## [Exercise description]
Find all lines with the word "nose" in the material, then copy them.

## [Dataset]
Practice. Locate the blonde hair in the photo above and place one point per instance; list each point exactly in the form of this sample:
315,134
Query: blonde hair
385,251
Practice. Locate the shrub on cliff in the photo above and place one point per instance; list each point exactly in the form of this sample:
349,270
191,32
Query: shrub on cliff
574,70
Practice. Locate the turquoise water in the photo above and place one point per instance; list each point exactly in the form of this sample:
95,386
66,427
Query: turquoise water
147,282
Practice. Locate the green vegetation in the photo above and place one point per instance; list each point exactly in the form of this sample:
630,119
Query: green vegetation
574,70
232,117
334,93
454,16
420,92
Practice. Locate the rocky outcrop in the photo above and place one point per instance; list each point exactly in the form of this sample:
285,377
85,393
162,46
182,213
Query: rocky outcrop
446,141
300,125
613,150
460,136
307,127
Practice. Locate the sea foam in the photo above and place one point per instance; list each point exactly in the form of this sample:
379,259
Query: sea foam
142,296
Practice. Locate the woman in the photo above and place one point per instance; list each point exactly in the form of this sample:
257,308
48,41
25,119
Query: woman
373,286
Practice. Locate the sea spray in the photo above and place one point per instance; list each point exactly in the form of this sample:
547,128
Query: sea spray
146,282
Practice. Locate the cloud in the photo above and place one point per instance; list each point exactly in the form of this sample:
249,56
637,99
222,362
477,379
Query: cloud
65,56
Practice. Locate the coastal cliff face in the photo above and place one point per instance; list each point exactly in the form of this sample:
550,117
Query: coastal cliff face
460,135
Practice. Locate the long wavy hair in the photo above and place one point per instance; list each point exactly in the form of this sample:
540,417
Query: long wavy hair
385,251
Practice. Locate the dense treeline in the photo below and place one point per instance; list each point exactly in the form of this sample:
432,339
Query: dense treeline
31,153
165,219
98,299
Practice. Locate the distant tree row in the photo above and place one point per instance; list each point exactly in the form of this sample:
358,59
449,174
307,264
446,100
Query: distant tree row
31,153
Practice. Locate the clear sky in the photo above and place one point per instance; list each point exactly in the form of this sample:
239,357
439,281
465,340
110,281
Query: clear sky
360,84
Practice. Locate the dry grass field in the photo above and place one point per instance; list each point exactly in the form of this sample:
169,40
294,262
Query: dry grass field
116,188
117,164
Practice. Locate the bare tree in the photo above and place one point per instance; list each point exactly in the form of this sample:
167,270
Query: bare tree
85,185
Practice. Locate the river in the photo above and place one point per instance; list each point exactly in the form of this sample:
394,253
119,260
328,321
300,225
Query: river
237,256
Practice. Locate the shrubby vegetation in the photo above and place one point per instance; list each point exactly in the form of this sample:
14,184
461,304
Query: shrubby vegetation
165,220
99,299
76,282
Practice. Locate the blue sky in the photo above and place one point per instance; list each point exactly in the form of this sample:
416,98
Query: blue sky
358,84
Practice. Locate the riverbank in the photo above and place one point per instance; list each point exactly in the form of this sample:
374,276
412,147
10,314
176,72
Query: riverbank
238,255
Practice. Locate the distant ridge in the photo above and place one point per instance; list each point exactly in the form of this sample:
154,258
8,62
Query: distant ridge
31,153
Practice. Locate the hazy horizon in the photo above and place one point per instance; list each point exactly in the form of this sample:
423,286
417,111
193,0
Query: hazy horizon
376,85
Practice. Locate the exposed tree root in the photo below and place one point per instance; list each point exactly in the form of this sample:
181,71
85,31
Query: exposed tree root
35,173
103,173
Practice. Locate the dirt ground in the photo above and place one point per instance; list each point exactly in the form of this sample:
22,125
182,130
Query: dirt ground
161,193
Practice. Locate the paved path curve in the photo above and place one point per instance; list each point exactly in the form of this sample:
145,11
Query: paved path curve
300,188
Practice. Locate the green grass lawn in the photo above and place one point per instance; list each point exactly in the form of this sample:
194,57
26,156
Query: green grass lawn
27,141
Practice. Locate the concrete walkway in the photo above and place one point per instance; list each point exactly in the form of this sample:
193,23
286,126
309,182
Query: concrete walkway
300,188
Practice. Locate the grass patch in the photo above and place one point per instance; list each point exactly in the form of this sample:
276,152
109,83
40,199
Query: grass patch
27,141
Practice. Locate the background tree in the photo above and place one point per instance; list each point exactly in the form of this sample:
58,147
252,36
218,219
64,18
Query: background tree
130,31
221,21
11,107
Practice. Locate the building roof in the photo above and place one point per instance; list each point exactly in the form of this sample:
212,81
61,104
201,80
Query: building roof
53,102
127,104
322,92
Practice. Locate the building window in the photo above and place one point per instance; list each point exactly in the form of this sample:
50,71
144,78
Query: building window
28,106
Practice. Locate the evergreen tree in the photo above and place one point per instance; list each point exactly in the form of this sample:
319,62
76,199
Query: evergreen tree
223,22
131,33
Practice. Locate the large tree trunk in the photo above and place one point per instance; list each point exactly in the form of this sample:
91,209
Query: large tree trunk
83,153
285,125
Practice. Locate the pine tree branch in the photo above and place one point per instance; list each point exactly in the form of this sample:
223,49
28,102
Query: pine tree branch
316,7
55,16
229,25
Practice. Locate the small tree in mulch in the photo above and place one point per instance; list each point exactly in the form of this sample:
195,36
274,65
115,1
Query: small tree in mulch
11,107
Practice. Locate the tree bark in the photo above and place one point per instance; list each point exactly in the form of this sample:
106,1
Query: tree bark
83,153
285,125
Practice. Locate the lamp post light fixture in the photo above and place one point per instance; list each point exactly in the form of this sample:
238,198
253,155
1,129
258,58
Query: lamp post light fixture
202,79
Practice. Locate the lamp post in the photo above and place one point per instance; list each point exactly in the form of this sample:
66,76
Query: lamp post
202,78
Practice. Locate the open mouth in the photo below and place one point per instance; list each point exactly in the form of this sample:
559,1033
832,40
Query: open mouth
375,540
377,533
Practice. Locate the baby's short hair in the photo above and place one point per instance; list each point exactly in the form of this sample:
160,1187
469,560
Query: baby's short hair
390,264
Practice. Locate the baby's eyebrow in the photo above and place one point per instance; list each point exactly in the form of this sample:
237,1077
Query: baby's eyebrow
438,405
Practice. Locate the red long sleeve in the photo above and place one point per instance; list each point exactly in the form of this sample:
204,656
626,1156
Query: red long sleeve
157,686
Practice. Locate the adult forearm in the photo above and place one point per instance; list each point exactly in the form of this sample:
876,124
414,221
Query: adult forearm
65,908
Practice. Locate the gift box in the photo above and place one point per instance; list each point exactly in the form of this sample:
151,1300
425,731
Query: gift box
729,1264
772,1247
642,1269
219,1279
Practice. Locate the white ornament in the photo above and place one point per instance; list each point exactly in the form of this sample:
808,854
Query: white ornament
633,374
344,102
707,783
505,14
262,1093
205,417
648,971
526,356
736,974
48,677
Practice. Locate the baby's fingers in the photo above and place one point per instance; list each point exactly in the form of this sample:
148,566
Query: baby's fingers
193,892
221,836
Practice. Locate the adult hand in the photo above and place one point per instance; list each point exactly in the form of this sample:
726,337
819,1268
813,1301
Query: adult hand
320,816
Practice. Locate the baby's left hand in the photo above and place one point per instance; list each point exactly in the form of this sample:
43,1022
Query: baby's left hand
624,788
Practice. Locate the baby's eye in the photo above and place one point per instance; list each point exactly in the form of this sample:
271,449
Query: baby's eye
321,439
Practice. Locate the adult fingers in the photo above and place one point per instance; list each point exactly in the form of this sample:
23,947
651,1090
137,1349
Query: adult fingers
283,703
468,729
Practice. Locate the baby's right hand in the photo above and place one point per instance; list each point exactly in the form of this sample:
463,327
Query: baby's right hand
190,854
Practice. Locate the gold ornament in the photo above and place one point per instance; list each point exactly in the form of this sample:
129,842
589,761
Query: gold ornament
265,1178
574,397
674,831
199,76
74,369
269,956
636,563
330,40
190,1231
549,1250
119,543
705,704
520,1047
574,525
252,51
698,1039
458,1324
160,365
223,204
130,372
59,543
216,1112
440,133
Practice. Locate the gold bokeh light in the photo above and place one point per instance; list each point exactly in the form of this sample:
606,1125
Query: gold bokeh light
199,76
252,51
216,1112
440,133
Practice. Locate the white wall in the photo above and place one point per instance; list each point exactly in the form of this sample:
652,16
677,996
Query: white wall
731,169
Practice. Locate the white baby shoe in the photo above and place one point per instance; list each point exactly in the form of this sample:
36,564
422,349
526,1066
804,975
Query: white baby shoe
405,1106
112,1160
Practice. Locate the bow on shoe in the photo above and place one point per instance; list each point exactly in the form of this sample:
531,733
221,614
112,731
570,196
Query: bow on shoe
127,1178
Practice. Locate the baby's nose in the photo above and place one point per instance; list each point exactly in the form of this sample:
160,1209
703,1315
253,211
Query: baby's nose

## [Response area]
Practice. Locate the baby's nose in the photo above and place one point per instance; list each point exactly in the form of this sample:
Query: baby's nose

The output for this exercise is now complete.